[Сохранённые данные]
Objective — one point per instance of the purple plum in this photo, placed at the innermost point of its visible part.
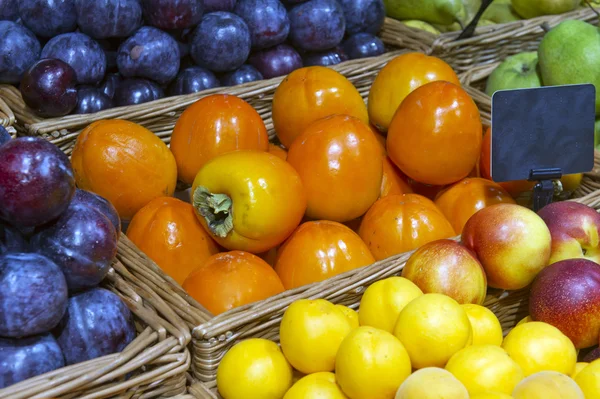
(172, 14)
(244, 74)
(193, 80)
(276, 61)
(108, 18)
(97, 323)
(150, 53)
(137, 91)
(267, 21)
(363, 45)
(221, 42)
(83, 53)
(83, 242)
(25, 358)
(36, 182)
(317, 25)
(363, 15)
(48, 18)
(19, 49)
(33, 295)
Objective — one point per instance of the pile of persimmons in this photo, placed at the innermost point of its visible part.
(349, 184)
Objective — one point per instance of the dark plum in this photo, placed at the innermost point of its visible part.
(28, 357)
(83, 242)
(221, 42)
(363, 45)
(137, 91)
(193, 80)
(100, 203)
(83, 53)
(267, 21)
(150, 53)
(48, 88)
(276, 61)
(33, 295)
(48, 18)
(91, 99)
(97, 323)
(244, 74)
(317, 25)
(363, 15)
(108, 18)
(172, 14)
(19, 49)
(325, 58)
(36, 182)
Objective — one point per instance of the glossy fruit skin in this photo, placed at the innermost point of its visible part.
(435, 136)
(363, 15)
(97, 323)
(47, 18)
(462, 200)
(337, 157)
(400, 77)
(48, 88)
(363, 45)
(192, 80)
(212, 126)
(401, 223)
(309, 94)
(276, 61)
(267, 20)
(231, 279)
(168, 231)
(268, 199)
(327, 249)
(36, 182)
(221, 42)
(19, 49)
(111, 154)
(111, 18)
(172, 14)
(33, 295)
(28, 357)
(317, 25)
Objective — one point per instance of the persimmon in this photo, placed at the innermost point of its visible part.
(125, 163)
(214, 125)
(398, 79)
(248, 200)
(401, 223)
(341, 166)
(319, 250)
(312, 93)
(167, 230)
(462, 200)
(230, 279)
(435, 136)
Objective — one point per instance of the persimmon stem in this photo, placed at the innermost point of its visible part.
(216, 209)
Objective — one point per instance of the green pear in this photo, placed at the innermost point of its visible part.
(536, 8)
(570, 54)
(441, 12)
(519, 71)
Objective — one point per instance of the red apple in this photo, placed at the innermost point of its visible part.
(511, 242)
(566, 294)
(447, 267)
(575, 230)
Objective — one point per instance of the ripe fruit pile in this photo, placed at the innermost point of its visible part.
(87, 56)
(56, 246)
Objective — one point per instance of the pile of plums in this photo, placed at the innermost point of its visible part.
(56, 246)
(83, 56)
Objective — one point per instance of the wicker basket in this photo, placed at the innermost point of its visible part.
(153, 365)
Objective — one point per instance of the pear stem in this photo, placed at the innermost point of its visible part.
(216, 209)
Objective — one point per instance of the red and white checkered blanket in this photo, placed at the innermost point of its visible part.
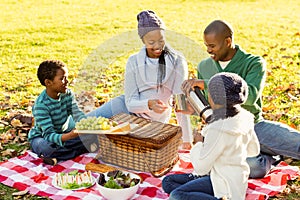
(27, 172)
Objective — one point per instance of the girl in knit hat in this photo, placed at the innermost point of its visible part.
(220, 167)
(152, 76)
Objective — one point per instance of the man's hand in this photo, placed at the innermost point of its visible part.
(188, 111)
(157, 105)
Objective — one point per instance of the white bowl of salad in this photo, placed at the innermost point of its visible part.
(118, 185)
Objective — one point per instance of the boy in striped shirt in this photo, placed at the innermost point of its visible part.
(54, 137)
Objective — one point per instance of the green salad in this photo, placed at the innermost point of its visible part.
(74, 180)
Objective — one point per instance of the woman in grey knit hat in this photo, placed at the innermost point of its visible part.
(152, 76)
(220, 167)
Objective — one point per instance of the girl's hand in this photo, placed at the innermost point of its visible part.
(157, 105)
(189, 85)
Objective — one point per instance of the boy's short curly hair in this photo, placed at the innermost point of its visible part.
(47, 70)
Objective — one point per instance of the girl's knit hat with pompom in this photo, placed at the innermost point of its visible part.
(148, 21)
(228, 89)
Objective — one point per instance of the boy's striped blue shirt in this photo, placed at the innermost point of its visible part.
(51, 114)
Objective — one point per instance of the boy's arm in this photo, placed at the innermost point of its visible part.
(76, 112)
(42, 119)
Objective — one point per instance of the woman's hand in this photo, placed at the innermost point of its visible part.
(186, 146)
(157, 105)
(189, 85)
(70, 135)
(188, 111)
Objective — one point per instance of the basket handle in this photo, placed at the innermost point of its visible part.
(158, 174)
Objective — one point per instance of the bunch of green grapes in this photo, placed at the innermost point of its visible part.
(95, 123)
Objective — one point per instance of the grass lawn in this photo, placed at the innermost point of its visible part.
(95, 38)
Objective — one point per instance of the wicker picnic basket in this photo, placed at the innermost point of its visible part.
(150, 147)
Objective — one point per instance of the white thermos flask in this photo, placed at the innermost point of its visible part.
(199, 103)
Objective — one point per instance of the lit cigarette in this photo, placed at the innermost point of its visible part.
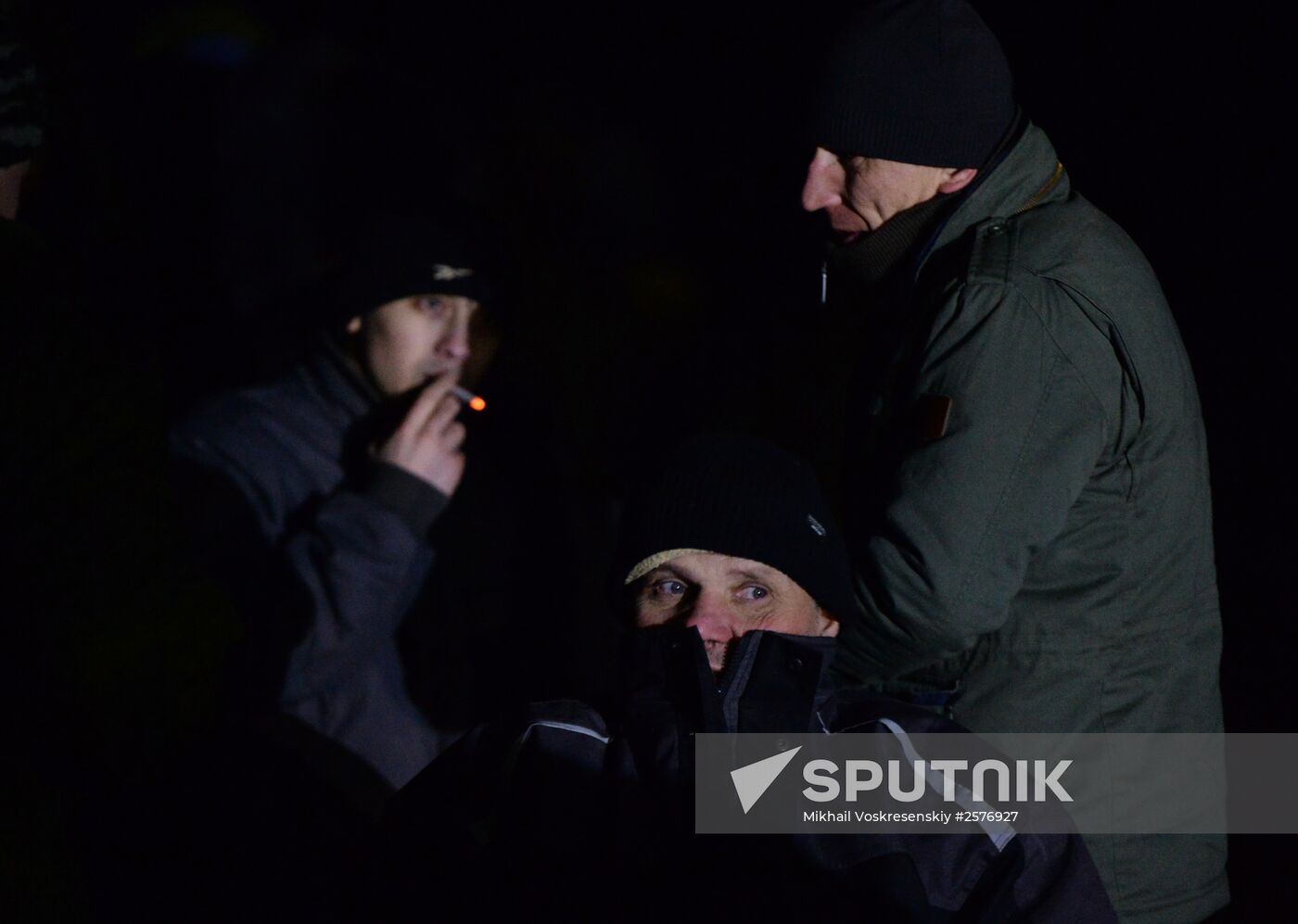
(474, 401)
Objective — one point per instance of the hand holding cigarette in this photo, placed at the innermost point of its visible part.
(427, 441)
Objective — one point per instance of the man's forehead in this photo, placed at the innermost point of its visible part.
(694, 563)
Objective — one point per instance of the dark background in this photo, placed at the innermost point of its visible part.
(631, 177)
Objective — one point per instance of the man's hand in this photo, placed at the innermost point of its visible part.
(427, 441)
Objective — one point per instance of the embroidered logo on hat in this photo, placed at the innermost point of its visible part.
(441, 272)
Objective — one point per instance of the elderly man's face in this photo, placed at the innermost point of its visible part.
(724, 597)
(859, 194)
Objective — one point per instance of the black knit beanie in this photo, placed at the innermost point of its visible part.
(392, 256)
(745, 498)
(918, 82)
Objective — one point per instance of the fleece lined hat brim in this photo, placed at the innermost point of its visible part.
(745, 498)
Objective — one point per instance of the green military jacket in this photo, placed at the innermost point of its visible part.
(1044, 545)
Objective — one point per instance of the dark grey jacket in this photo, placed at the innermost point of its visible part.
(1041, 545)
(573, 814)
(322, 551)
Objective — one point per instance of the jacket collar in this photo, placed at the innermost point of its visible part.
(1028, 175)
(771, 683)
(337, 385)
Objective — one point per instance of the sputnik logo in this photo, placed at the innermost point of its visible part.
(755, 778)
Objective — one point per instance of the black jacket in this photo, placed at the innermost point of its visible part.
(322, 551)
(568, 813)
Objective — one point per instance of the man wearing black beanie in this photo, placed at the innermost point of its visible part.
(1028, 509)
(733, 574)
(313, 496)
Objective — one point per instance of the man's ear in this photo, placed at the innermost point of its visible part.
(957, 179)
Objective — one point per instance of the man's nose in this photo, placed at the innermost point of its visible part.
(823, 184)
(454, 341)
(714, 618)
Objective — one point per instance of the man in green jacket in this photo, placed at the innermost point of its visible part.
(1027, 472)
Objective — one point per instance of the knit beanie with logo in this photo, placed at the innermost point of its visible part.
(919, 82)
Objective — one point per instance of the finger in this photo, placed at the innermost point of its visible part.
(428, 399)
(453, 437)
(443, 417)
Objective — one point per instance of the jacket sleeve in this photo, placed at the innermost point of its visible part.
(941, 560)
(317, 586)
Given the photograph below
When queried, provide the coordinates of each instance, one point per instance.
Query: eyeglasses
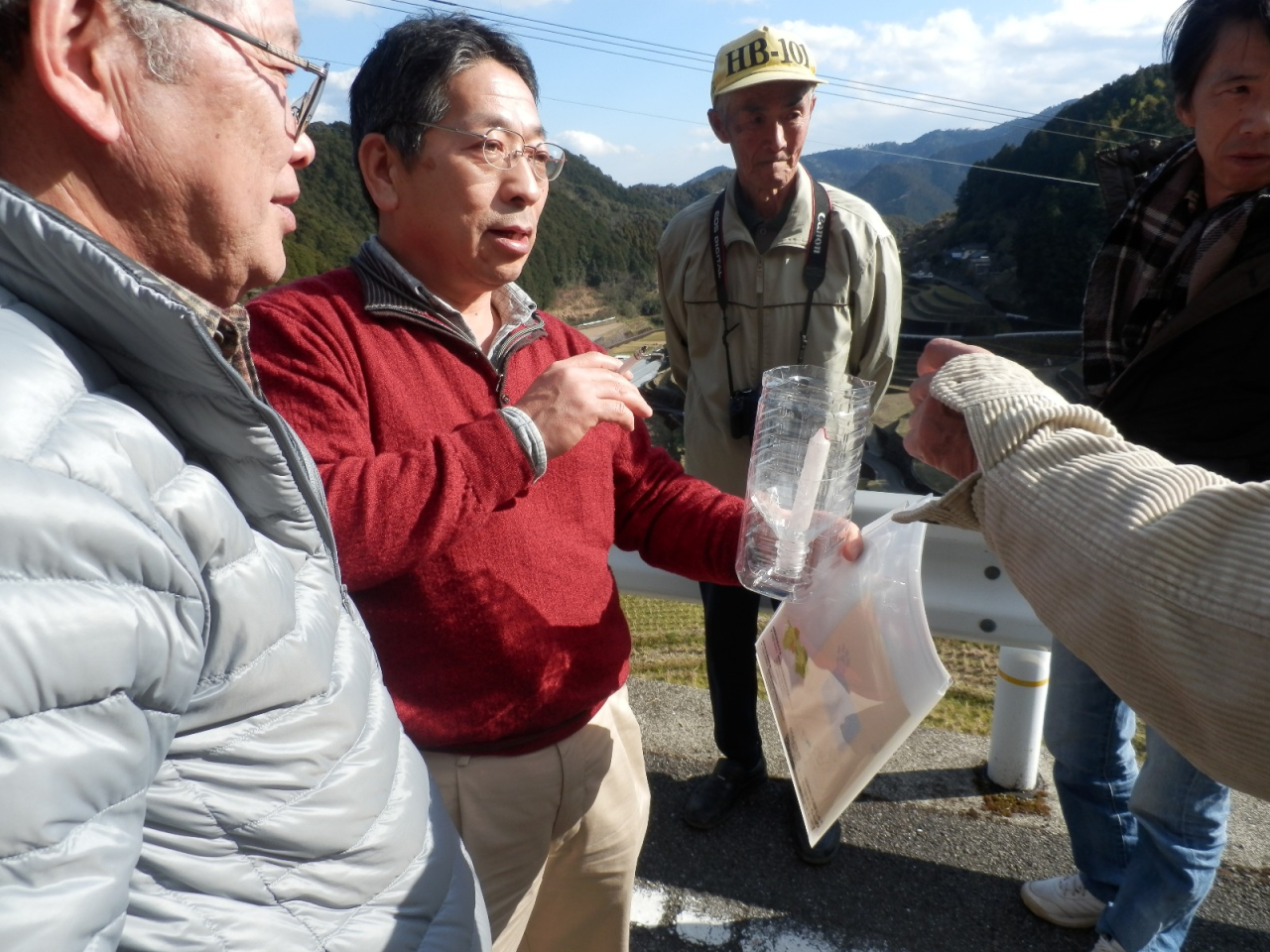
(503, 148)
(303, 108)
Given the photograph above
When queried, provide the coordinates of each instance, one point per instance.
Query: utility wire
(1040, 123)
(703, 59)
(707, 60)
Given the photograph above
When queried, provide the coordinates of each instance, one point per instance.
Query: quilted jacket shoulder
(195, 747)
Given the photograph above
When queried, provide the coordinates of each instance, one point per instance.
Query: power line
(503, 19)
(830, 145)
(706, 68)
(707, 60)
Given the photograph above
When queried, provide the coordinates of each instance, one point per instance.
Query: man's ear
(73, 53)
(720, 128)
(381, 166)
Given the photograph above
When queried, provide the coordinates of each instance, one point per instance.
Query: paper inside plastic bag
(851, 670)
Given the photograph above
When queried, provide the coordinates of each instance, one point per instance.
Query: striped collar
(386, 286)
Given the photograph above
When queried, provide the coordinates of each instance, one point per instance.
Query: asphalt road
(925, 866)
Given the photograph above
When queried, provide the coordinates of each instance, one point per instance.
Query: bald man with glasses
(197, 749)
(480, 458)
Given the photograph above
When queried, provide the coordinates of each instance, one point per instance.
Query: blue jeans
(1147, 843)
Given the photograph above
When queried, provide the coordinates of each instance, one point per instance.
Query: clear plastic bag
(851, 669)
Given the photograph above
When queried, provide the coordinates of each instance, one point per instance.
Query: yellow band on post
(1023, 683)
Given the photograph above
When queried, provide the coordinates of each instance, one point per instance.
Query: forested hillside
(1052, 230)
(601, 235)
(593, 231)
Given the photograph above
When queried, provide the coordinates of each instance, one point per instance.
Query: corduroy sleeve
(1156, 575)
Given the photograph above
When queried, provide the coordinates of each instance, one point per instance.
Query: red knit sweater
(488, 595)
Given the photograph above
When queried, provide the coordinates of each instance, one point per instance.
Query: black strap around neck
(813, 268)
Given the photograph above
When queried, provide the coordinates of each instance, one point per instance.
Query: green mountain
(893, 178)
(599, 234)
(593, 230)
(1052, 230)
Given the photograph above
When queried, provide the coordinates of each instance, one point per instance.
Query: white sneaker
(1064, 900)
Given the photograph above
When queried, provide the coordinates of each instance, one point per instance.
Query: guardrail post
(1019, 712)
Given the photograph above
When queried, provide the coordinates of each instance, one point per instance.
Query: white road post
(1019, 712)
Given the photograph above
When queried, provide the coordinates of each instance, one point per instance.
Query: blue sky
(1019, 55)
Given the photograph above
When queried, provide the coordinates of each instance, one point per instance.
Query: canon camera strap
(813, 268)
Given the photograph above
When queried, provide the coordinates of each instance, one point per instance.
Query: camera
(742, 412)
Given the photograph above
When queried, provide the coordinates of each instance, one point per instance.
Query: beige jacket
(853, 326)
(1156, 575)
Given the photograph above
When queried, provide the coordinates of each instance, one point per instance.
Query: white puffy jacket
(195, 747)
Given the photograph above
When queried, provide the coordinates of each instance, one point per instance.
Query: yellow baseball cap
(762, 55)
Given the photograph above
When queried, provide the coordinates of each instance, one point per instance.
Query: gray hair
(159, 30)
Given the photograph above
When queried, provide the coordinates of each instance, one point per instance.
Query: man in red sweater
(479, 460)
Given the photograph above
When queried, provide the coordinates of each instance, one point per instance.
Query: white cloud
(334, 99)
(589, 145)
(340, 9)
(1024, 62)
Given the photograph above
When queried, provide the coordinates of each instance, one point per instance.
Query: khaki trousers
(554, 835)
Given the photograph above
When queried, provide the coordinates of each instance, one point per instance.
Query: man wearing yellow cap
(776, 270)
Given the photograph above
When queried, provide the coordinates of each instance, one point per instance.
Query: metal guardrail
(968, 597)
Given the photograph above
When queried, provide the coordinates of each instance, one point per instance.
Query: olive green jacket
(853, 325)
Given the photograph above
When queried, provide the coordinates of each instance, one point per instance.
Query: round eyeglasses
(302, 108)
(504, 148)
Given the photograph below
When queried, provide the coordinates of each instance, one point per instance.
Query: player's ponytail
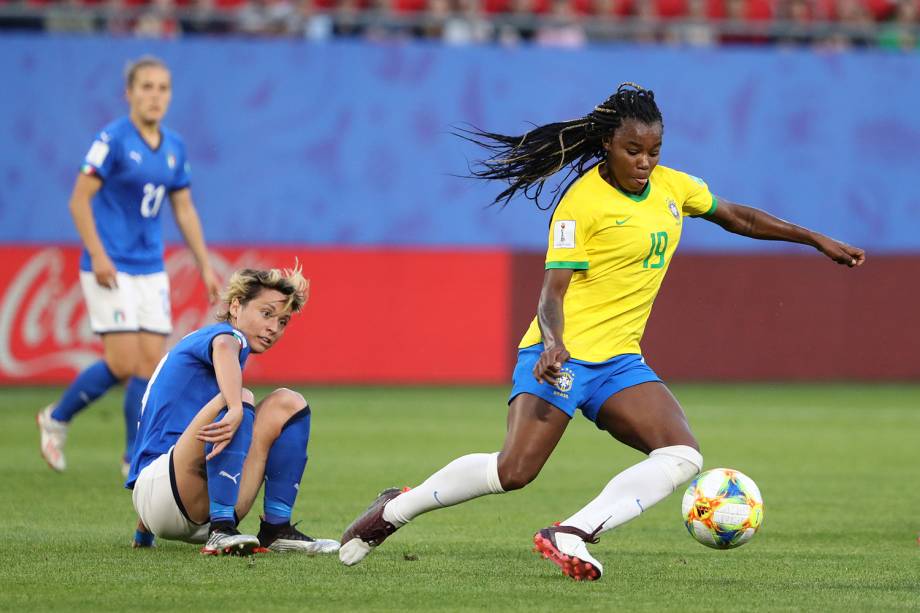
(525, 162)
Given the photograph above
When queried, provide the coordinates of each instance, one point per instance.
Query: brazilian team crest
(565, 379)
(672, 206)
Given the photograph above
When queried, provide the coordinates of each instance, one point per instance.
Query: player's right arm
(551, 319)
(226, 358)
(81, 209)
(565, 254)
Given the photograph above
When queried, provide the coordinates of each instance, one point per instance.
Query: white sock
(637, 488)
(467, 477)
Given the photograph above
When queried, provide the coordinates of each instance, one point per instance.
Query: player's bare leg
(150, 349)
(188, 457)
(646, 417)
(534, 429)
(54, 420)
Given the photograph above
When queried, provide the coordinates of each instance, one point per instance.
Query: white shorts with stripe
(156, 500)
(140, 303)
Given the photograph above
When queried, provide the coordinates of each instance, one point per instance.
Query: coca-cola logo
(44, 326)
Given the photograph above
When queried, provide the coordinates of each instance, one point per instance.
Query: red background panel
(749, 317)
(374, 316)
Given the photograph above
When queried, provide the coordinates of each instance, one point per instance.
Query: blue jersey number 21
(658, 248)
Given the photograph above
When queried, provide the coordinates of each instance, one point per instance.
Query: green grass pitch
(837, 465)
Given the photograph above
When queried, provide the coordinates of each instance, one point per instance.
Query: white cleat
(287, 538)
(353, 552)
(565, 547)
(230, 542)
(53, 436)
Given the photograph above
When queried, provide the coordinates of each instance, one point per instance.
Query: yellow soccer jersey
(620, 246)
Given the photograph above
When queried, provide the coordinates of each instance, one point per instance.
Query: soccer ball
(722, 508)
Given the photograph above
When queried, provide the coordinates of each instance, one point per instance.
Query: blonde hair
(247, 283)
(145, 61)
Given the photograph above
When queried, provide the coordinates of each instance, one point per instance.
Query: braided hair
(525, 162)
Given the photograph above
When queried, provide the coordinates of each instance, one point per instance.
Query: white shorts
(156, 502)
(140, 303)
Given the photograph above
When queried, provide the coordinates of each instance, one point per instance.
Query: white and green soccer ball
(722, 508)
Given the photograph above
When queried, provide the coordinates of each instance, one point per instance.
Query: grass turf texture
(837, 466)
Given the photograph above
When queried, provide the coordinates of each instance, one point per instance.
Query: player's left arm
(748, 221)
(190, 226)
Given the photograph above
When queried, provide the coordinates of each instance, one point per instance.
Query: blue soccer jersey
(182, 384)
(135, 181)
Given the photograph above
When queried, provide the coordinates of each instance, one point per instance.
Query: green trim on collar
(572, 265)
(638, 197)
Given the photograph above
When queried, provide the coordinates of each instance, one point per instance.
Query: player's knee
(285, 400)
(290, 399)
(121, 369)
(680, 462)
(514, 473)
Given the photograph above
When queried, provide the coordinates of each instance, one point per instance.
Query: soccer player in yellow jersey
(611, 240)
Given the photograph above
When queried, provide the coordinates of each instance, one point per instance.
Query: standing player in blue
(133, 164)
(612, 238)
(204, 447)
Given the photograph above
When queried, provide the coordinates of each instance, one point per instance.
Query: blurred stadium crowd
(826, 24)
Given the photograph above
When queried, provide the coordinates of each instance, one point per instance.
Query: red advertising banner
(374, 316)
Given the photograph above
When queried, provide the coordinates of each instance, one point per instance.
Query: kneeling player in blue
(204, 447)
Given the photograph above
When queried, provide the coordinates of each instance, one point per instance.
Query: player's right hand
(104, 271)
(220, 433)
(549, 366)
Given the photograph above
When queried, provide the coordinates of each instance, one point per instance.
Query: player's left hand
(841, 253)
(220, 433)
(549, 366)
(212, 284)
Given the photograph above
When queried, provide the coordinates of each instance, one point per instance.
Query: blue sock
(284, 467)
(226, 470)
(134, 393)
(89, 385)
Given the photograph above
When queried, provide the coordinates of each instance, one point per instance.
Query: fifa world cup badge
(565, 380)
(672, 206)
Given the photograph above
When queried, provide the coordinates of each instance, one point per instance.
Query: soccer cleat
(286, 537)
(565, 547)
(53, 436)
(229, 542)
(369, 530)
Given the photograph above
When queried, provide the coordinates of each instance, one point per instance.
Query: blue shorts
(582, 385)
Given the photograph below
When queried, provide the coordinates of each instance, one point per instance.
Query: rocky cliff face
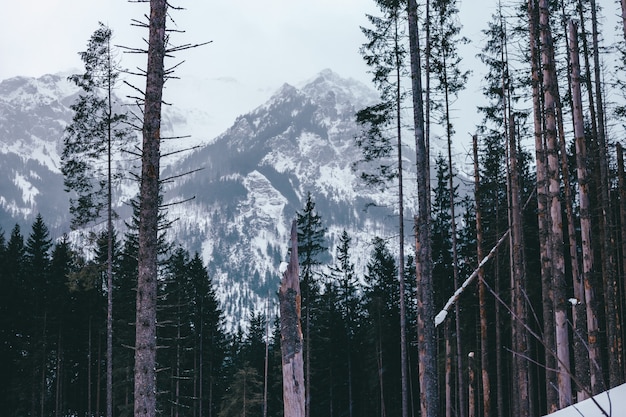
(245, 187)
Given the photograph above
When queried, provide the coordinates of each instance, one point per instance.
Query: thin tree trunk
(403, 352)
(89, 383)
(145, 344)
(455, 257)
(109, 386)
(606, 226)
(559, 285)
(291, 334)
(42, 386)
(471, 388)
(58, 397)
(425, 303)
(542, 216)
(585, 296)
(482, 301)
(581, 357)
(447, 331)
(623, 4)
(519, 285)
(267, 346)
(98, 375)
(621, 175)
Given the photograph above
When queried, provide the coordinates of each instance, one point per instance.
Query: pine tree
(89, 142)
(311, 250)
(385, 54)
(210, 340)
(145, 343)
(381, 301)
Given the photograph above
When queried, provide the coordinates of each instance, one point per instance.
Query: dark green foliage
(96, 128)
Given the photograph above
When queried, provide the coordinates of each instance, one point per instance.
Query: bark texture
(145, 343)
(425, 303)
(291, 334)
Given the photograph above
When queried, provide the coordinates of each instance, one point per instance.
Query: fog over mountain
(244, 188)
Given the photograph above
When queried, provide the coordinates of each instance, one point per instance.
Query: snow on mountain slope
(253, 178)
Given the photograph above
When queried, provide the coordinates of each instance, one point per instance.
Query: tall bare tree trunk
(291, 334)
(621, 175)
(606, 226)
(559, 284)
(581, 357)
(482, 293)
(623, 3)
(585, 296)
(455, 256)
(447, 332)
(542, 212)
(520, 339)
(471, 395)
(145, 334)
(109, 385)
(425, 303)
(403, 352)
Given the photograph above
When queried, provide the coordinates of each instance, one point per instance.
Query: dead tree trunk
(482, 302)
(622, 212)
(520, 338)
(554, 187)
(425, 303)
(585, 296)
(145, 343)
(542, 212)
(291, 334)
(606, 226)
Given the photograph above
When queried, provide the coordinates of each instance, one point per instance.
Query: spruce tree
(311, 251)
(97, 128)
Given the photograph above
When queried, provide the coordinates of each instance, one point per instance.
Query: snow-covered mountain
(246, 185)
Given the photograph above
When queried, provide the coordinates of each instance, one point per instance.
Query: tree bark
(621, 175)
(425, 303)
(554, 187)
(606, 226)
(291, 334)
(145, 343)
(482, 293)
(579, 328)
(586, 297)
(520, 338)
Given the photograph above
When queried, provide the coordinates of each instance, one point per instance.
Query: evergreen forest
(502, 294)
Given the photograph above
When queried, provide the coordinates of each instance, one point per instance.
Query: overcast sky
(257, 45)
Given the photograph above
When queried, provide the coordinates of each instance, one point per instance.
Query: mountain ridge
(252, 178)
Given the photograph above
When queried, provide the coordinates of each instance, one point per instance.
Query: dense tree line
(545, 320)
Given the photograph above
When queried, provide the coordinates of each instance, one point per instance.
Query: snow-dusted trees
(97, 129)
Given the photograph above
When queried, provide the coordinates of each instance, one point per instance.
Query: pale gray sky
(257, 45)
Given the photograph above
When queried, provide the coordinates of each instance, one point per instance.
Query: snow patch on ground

_ЧТО ТРЕБУЕТСЯ_:
Какие строки списка выше содержат слово «blue» с учётом регистра? Покажите каждую такую строку целиком.

_ОТВЕТ_:
Objective — one point per instance of the boy's striped blue shirt in this photo, placed at the innermost point of its visible part.
Query: blue jeans
Query: blue sky
Query: blue jersey number 21
Query: blue soccer jersey
Query: standing player in blue
Query: kneeling player in blue
Query: blue sock
Query: blue shorts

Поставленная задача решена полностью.